#### Source text
== == ==
Ah, ok, yes, 10 is just a *little* young to pilot...


----------



## twentysix by twentyfive (25 Jun 2020)

Cathryn said:


> I took some better photos today and I've contacted a tandem specialist for some advice. Thought you helpful people might like some extra photos. Basically, I need to drop the saddle one inch to make it viable. One little inch. We can do that, can't we! (My husband keeps muttering darkly that I bought the wrong sized bike...implying that he told me so...so I'm determined to make this work).
> 
> 1) The driver's seat post with the handlebars and clamp.
> 2) The giant handlebar clamp. It's 2.5 inches from top to bottom. There HAS to be a smaller one out there.


Blimey - that handlebar clamp looks agricultural in design. I'm no tandem person but I feel sure there are smaller ones out there. Never seen anything like that pic.


----------



## Cathryn (25 Jun 2020)

Dogtrousers said:


> I hope your specialist can help you out.
> 
> The existing stem does look a bit over-engineered. If you look at this https://www.sjscycles.co.uk/stems/nitto-tandem-stoker-stem-aa/ (I've no idea if it's the right size, it's just the first one I found) and eyeball the clamp and compare the rise on the clamp to the handlebar diameter they are roughly the same. The bars are 25.4mm , so the rise is about one inch. Compared with your 2.5 inch clamp that saves you the inch you need, and half an inch to spare. So fingers crossed, there may well be a suitable part out there for you.



That does look good. Thanks, I'll look into it.


----------



## Cathryn (25 Jun 2020)

twentysix by twentyfive said:


> Blimey - that handlebar clamp looks agricultural in design. I'm no tandem person but I feel sure there are smaller ones out there. Never seen anything like that pic.



It's quite 'robust' isn't it.


----------



## Cathryn (25 Jun 2020)

Dogtrousers said:


> And the seat post clamp underneath it is also a bit of a beast. Could you save a few mm there? Is it, indeed even necessary with that handlebar monster in place. (Note these thoughts are coming out of my head ... this is not a good sign. Probably all rubbish)



But all your thoughts are encouraging me that this can be done


----------



## raleighnut (25 Jun 2020)

Even a saddle with a smaller rail to top height would help.


----------



## classic33 (25 Jun 2020)

How much of the current clamp is on the curve of the seat post. There's a fair old curve at the top.


----------



## crossfire (27 Jun 2020)
== == ==
#### Given entries
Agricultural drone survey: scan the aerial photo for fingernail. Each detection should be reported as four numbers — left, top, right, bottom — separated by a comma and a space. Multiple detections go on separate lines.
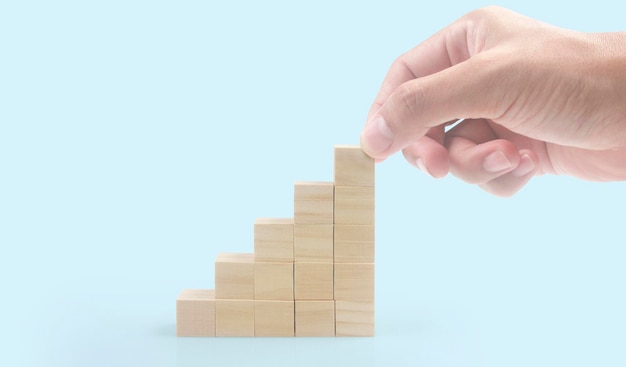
415, 157, 432, 176
483, 150, 513, 172
511, 154, 535, 177
361, 116, 393, 155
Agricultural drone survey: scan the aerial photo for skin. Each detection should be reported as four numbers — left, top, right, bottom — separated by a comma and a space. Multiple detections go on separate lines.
361, 7, 626, 196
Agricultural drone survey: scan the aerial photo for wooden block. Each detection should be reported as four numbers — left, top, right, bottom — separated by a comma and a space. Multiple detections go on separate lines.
215, 299, 254, 336
254, 218, 293, 262
294, 263, 333, 300
293, 224, 333, 262
335, 301, 374, 336
176, 289, 215, 336
335, 263, 374, 301
335, 186, 374, 225
334, 224, 374, 263
335, 145, 375, 186
293, 182, 335, 224
254, 262, 293, 301
296, 301, 335, 336
254, 300, 295, 336
215, 253, 254, 299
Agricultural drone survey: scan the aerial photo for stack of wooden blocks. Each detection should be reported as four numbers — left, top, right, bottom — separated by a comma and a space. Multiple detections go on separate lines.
176, 146, 374, 336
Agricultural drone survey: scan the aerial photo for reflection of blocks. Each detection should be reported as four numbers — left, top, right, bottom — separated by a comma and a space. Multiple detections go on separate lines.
293, 182, 335, 224
215, 253, 254, 299
335, 263, 374, 302
176, 289, 215, 336
335, 186, 374, 225
335, 301, 374, 336
254, 262, 293, 301
294, 263, 333, 300
176, 146, 375, 336
254, 218, 293, 262
296, 301, 335, 336
215, 299, 254, 336
334, 224, 374, 263
293, 224, 333, 262
254, 300, 294, 336
335, 145, 374, 187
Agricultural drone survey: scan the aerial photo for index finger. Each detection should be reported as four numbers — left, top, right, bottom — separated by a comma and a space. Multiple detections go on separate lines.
367, 21, 471, 124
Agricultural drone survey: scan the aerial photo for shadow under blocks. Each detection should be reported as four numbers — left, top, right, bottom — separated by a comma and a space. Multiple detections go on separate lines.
176, 146, 375, 337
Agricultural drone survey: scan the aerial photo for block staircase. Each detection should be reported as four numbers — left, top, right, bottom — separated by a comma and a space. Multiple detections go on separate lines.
176, 146, 375, 336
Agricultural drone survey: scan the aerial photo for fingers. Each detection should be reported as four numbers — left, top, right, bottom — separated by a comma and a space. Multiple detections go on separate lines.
367, 22, 470, 122
445, 120, 539, 196
361, 54, 515, 159
402, 136, 450, 178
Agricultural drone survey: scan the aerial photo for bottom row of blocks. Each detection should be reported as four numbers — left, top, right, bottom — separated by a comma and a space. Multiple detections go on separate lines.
176, 289, 374, 336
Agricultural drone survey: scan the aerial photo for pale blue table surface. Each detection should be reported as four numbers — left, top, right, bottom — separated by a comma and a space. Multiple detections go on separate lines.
0, 0, 626, 367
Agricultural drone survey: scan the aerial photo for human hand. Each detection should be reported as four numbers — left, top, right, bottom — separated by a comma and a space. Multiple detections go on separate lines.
361, 7, 626, 196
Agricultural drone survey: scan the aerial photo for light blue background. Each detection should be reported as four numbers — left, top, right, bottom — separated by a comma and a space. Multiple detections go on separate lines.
0, 0, 626, 367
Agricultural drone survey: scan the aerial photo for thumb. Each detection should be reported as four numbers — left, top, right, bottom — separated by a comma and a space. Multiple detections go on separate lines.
361, 53, 513, 159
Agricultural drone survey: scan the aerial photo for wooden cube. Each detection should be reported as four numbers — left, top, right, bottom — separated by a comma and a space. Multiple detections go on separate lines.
176, 289, 215, 336
254, 262, 293, 301
254, 218, 293, 262
296, 301, 335, 336
334, 224, 374, 263
335, 145, 375, 186
215, 253, 254, 299
294, 263, 333, 300
335, 186, 374, 225
335, 263, 374, 302
215, 299, 254, 336
335, 301, 374, 336
254, 300, 294, 336
293, 224, 333, 262
293, 182, 335, 224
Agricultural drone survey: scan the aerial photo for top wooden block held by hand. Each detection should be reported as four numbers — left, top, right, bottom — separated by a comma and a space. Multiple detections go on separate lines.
335, 145, 374, 187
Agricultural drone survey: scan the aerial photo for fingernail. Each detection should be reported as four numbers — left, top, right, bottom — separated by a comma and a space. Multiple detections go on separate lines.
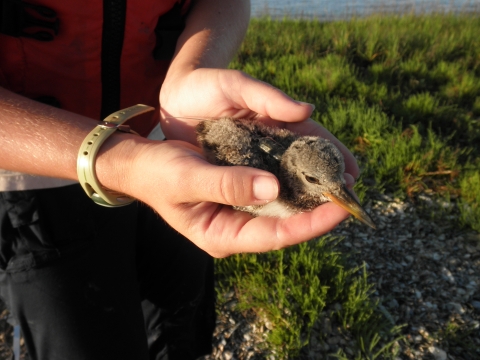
253, 176, 278, 200
297, 101, 315, 111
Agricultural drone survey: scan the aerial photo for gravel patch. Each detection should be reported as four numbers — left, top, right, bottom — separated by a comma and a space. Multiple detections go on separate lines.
205, 195, 480, 360
0, 195, 480, 360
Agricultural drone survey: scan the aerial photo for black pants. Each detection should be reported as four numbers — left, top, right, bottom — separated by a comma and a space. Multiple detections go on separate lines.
0, 185, 215, 360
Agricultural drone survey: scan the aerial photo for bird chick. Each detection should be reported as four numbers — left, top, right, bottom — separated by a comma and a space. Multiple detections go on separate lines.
196, 118, 375, 228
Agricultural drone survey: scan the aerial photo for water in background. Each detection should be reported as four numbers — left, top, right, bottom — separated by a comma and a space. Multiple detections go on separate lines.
== == ==
#### What you have to do
In the tandem forum thread, how tall is the handlebar clamp from top to bottom?

#### Result below
2.5 inches